What you will do:
Reproduce the part of the listing that opens with the line containing "Per instance of the tree branch, set" and closes with the line containing "(1199, 173)", substituting "place a single marker" for every "set one marker" and leaving everything else unchanged.

# Start of Record extracts

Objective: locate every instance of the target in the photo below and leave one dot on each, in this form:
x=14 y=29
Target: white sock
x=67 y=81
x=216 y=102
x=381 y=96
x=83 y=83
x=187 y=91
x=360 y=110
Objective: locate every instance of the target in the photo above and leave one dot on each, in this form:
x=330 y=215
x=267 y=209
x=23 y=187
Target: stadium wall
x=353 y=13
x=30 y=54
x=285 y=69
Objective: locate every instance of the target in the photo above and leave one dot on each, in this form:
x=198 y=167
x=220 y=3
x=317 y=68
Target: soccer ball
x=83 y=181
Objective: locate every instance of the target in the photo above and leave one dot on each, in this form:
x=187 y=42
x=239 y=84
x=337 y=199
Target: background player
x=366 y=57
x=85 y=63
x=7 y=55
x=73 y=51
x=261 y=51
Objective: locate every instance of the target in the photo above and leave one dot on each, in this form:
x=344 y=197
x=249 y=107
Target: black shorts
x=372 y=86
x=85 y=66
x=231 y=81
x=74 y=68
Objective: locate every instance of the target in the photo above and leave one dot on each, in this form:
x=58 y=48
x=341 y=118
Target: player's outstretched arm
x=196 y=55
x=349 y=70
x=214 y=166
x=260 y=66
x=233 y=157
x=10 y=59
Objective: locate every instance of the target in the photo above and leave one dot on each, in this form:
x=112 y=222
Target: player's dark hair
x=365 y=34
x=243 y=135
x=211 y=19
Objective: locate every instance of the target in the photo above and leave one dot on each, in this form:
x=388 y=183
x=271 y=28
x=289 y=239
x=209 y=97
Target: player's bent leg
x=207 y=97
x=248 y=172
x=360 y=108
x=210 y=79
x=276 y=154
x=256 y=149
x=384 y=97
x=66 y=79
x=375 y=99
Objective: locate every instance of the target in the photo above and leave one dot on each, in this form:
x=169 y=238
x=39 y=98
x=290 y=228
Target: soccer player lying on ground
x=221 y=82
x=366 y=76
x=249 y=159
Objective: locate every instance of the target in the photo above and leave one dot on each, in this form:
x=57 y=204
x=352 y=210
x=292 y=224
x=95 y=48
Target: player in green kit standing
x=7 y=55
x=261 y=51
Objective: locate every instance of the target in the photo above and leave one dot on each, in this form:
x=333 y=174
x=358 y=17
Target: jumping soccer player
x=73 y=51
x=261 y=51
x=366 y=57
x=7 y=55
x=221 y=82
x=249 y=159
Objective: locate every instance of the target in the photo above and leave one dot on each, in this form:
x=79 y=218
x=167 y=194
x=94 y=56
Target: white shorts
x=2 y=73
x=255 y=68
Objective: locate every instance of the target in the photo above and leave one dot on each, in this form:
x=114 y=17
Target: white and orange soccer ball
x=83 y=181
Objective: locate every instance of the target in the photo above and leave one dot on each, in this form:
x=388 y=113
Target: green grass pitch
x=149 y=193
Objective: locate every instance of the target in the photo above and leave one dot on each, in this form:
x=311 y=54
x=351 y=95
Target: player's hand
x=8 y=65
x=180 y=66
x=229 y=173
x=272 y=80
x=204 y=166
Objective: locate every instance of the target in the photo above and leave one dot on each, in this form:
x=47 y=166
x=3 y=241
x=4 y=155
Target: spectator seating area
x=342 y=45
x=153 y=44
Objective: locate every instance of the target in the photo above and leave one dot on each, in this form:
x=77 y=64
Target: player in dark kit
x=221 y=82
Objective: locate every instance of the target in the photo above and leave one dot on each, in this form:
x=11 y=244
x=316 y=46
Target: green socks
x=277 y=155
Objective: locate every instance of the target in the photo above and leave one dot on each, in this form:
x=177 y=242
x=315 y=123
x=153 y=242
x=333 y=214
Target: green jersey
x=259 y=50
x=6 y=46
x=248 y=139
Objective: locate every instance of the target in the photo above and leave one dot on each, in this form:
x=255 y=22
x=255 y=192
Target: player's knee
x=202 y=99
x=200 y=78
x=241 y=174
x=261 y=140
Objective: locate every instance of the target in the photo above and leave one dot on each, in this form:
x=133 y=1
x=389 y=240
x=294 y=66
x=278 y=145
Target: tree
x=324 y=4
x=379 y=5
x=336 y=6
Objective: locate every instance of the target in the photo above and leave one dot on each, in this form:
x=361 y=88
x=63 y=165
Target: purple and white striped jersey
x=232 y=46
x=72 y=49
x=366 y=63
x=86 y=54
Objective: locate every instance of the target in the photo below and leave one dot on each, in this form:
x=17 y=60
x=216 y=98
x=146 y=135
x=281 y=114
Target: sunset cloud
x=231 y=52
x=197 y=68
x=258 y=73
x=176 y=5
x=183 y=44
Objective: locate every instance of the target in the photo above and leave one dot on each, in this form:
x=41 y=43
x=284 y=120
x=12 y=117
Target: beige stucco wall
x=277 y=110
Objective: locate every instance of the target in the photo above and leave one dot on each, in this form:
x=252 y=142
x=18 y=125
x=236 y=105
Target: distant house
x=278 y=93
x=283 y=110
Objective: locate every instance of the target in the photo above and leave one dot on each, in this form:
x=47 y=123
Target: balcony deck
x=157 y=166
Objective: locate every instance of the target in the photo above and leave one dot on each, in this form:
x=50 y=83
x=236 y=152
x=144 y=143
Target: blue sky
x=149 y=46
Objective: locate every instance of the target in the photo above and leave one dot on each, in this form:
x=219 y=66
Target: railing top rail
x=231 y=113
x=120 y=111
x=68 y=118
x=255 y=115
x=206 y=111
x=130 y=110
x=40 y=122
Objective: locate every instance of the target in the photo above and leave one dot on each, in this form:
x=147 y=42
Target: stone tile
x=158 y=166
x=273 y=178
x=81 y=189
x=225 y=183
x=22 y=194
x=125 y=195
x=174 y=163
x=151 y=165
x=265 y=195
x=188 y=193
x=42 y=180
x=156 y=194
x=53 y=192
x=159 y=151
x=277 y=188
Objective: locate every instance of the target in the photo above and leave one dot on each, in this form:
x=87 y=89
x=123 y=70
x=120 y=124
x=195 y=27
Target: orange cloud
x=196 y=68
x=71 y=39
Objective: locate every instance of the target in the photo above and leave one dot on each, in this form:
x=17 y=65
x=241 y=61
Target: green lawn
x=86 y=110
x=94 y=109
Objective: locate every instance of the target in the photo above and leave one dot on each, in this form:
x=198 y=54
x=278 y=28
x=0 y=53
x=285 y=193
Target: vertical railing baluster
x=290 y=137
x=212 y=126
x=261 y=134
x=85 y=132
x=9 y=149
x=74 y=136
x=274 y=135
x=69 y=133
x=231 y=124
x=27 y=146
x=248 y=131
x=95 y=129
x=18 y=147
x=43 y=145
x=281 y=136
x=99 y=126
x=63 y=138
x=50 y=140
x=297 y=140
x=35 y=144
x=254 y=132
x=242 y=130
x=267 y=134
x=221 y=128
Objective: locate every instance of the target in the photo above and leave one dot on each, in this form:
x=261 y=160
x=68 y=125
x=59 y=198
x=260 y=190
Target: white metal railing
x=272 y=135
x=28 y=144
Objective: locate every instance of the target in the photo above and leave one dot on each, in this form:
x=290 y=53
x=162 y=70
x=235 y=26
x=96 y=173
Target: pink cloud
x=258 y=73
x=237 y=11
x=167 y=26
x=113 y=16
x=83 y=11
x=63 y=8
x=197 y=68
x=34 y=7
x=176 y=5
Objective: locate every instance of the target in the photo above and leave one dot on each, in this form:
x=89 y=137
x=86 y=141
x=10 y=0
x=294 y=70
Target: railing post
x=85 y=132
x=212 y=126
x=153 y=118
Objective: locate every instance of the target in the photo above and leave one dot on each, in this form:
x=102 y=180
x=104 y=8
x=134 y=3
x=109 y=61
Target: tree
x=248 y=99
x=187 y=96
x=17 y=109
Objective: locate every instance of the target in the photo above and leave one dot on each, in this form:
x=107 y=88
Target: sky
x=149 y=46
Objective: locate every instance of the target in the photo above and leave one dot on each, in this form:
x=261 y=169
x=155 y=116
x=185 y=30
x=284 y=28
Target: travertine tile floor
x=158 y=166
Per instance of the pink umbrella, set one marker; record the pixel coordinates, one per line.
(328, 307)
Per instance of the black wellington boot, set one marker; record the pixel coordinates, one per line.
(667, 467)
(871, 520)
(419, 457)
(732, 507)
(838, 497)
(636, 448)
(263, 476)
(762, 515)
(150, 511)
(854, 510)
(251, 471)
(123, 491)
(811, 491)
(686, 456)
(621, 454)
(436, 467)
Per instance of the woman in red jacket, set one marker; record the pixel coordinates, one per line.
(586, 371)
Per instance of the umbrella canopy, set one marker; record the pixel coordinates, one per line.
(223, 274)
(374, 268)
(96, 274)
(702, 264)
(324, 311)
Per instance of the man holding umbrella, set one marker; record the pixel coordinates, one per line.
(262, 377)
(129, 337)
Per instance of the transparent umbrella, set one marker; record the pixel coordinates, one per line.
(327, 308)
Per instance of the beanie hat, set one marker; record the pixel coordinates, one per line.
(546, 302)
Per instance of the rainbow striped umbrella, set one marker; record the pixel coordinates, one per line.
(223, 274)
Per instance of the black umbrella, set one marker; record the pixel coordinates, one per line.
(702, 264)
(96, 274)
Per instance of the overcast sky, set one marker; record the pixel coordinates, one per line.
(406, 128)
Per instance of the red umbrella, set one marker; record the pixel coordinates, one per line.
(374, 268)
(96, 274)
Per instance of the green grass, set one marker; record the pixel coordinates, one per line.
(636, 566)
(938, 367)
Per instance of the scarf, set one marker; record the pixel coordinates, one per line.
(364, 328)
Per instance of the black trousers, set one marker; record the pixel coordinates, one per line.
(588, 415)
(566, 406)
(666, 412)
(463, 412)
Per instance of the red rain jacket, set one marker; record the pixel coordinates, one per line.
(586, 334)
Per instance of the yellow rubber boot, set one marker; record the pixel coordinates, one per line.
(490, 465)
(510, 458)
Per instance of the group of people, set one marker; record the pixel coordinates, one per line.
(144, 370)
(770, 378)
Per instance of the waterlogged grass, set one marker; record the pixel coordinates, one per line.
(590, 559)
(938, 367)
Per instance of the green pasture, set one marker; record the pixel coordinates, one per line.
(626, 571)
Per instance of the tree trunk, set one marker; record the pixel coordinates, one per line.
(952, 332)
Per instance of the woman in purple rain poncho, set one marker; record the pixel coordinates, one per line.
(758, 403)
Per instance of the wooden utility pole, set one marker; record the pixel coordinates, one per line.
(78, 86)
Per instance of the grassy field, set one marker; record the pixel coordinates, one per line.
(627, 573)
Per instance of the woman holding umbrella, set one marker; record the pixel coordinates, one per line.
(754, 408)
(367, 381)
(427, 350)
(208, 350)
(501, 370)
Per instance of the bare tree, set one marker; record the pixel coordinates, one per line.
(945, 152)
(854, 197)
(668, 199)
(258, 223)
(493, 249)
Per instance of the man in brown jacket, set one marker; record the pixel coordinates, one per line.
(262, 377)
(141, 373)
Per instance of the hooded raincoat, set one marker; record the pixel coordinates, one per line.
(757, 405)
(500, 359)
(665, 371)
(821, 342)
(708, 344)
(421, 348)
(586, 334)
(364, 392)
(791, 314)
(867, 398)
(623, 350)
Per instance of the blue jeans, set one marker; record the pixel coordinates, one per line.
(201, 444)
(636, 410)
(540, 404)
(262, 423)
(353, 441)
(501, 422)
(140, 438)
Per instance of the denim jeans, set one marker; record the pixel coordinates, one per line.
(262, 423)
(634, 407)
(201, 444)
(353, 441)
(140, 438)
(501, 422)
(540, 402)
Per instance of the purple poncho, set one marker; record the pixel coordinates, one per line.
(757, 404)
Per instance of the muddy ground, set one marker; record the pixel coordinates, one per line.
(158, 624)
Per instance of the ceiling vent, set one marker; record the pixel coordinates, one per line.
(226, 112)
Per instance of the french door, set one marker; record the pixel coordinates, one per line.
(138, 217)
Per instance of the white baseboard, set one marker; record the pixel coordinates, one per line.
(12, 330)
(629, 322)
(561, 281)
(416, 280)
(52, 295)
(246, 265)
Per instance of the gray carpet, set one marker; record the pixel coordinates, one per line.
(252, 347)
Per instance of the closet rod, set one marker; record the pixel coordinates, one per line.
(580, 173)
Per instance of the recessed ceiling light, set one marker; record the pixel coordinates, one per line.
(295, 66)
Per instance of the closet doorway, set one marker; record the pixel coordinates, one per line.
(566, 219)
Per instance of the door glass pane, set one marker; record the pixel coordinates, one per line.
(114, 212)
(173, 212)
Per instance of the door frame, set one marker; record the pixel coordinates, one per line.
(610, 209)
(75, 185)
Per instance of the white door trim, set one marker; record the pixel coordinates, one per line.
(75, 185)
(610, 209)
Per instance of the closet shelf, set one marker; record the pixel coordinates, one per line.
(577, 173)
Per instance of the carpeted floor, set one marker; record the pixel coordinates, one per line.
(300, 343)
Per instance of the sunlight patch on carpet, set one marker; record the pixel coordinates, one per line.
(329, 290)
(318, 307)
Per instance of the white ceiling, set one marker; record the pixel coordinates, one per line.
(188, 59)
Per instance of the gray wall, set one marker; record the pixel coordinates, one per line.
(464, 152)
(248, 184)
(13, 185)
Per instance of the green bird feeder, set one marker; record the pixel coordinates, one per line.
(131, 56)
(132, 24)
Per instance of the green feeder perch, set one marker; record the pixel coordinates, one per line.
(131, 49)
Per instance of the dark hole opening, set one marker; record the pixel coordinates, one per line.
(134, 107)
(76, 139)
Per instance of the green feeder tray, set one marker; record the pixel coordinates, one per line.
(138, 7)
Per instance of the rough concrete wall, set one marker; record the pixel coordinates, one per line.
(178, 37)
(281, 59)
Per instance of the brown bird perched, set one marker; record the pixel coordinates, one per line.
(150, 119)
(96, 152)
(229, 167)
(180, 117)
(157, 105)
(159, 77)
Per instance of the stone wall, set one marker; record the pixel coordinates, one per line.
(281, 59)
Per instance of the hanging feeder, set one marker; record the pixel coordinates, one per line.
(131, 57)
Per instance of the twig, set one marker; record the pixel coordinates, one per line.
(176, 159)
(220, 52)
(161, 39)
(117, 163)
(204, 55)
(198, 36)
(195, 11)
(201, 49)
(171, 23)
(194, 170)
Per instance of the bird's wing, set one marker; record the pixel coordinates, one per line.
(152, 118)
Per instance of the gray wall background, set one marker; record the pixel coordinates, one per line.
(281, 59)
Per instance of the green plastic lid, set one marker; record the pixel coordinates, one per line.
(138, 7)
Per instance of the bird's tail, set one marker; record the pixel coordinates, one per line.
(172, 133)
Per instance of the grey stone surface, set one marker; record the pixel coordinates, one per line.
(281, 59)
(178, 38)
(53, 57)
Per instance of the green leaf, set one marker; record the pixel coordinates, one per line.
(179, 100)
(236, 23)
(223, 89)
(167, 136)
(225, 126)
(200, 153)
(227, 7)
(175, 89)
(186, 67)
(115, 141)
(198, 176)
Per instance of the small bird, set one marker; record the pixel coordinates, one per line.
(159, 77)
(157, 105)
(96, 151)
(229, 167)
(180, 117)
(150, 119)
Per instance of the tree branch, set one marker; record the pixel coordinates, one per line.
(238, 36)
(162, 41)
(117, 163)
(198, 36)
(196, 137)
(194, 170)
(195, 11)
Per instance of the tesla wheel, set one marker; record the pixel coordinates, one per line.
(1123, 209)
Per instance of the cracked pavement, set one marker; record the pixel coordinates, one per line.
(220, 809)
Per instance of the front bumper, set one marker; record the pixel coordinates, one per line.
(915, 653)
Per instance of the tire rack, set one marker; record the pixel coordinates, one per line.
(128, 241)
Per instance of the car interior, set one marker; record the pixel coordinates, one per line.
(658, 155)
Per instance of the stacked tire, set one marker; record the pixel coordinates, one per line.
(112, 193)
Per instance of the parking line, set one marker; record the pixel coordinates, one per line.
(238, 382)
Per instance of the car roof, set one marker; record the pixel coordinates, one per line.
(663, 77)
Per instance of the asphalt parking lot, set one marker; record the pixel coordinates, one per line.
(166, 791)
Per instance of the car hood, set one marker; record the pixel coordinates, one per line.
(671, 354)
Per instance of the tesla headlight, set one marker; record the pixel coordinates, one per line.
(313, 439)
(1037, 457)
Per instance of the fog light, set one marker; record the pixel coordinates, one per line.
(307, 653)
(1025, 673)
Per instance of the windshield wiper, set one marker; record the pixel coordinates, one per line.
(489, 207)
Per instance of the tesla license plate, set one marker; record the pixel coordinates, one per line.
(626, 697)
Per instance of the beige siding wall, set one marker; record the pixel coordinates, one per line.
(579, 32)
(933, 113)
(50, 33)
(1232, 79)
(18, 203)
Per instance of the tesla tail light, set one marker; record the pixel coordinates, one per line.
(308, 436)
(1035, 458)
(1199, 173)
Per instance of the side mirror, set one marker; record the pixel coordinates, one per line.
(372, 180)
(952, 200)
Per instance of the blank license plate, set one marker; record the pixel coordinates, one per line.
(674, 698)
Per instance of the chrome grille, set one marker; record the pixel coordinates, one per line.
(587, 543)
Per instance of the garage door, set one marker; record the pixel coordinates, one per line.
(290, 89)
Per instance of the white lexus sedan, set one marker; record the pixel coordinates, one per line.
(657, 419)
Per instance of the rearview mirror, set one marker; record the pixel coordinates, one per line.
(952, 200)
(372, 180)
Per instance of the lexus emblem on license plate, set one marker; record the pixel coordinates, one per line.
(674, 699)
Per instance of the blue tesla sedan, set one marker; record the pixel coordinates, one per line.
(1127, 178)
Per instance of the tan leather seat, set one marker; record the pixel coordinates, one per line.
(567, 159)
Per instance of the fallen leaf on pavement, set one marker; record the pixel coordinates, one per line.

# End of Record extracts

Result for this exercise:
Per instance of the tree branch, place a single marker; record the pixel coordinates, one per line.
(238, 36)
(162, 41)
(117, 163)
(198, 36)
(196, 137)
(194, 170)
(195, 11)
Per instance of the tesla wheel, place a single marker; record the pixel coordinates, one per line.
(1123, 209)
Per instance of the cracked pavement, place a single marker; record the pixel coordinates, one per line.
(220, 809)
Per instance of the front bumper, place a single marker; record the pixel coordinates, one per line.
(915, 653)
Per instance of the tire rack, place a single marker; record the pixel coordinates, one per line.
(128, 241)
Per instance of the car interior, place a single marker; record the pixel coordinates, one per line.
(658, 155)
Per instance of the stacked tire, place a single marker; record the pixel coordinates, one per line.
(112, 193)
Per instance of the parking line, place a single marker; record the pixel coordinates, one per line.
(238, 382)
Per instance of the car roof, place a single marker; record the pixel coordinates, one per line.
(663, 77)
Per instance of the asphalt parking lot, place a single marker; record the pixel coordinates, one per line.
(166, 791)
Per instance of the car hood, place a single marker; record the pixel coordinates, one per line.
(671, 354)
Per instance of the tesla headlight, place a single marker; record the pixel coordinates, one per line.
(313, 439)
(1037, 457)
Per instance of the fog light, place a single marker; record the pixel coordinates, one per line.
(307, 653)
(1025, 673)
Per instance of the windshield wiper, place a single marker; record the pixel coordinates, one per line.
(489, 207)
Per instance of the tesla license plate, place a single marker; record the pixel coordinates, one per line.
(626, 697)
Per instance of the beige siding wall, place a single marker; record the pixel coordinates, one per line.
(579, 32)
(933, 113)
(50, 33)
(1232, 79)
(18, 203)
Per instance of the tesla tail light, place a single marker; record the pixel coordinates, one per line.
(308, 436)
(1035, 458)
(1199, 173)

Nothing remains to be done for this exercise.